### Given request 1
In the forum thread about the shop-made hand plane fence, substitute "brass" for "aluminum" and give the passage from "This is my shop" to "of the wood.".

### Selected excerpt
_ _ _

# Hand Plane Jointer Fence - Shop Made



## Sigung (Nov 20, 2013)

This is my shop made hand plane jointer fence. It's made from 4 1/8" thicknesses of aluminum. What you see it attached to here is a Stanley No. 4, so the fence is 8 1/4" long. It's held on the side of the plane with N-52 neodymium magnets, but I will be adding two more magnets to get a little extra holding power as it is just adequate right now. Also will be adding some UHMW slick tape over the part that runs along the side of the wood.




























Updated pics with the additional magnets, and the slick tape










Attached to the No. 9 1/2 block plane










On 1/4" Spanish Cedar


----------



## DocBailey (Dec 9, 2011)

It's certainly nicely executed, but are you really jointing with a no. 4?


----------



## Sigung (Nov 20, 2013)

DocBailey: I used the name jointer fence because that is the popular name for this device in the tool catalogs, if it helps you, you can just call it a fence. This what I joint with…


----------



## DocBailey (Dec 9, 2011)

OK - that's good
But I guess my question is why a fence at all for a plane made to smooth panels?


----------



## TheGermanJoiner (Dec 1, 2013)

That's a pretty sweet idea. Nice execution on that. I love working with metal too


----------



## Sigung (Nov 20, 2013)

RE: Vertigo, Thanks! It was a lot of work and frustration getting it right, but it works very well, like a portable shooting board. I love your drill press setup, very impressive.


----------



## theoldfart (Sep 9, 2011)

Gonna ask the same question, why a fence on a #4. I use a fence on a 6,7,8 to join









A 4 and 4 1/2 are intended primarily as smoothers, as a joiner they would not do the job since the sole is short.


----------



## RB61 (Nov 30, 2012)

I used a fence on my #4 for a long time. It worked great on small stock where the #7 seemed awkward. 
I now have a good shooting board that can take care of most of my small squaring needs.

Jerry, thanks for sharing your craftsmanship and ideas.

Let's keep learning from each other.


----------



## TheGermanJoiner (Dec 1, 2013)

_ _ _

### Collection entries
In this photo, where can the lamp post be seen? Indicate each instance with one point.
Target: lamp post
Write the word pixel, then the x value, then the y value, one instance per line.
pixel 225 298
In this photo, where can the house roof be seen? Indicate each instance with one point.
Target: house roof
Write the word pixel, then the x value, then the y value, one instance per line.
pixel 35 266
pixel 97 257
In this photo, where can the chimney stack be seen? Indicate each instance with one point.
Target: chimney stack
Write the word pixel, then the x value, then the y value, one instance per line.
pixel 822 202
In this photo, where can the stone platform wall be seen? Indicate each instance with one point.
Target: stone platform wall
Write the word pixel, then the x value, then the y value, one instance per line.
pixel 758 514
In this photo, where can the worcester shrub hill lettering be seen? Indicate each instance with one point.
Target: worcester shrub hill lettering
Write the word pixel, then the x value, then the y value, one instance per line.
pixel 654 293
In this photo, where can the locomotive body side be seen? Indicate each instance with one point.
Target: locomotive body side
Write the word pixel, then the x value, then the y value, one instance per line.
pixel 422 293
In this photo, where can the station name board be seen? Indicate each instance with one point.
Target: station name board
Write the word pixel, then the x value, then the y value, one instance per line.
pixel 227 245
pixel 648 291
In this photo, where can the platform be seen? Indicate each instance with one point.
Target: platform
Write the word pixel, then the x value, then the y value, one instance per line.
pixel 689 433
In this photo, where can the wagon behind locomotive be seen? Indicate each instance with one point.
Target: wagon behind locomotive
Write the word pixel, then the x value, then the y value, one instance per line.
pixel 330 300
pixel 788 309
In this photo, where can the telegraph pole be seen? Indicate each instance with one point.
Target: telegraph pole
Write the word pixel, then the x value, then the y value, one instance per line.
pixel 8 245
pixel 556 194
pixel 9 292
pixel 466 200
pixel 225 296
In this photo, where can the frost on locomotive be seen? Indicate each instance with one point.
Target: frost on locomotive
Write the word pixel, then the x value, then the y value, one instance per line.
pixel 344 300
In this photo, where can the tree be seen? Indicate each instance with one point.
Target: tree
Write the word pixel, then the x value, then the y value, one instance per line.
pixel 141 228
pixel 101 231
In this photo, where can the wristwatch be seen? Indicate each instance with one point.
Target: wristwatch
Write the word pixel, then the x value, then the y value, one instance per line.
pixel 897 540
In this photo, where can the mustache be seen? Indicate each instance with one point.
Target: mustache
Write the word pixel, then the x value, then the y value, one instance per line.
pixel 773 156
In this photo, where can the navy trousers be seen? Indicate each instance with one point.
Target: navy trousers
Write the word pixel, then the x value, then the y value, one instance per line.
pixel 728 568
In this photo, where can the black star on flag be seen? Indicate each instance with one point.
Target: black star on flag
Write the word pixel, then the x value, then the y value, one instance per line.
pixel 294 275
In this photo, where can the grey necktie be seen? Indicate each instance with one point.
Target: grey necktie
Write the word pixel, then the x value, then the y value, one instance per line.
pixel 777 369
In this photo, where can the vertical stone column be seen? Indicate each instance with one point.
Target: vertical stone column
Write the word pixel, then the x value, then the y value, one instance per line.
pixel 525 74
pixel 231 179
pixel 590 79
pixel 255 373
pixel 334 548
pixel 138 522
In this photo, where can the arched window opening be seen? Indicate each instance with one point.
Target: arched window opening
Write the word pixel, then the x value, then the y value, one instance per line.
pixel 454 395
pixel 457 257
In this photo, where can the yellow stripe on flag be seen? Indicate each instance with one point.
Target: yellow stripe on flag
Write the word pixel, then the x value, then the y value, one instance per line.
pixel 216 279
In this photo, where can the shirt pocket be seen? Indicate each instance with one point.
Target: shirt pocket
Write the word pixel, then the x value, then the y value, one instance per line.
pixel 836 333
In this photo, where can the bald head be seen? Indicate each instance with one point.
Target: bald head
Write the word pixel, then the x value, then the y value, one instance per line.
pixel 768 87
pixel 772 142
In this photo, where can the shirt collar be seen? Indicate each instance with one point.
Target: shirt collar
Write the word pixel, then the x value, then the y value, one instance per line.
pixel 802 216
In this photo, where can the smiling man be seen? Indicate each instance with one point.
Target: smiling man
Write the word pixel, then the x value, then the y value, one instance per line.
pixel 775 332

_ _ _

### Given request 2
Can you repeat the entries word for word, from their first line to the line with "pixel 97 257", including both?

### Right answer 1
This is my shop made hand plane jointer fence. It's made from 4 1/8" thicknesses of brass. What you see it attached to here is a Stanley No. 4, so the fence is 8 1/4" long. It's held on the side of the plane with N-52 neodymium magnets, but I will be adding two more magnets to get a little extra holding power as it is just adequate right now. Also will be adding some UHMW slick tape over the part that runs along the side of the wood.

### Right answer 2
In this photo, where can the lamp post be seen? Indicate each instance with one point.
Target: lamp post
Write the word pixel, then the x value, then the y value, one instance per line.
pixel 225 298
In this photo, where can the house roof be seen? Indicate each instance with one point.
Target: house roof
Write the word pixel, then the x value, then the y value, one instance per line.
pixel 35 266
pixel 97 257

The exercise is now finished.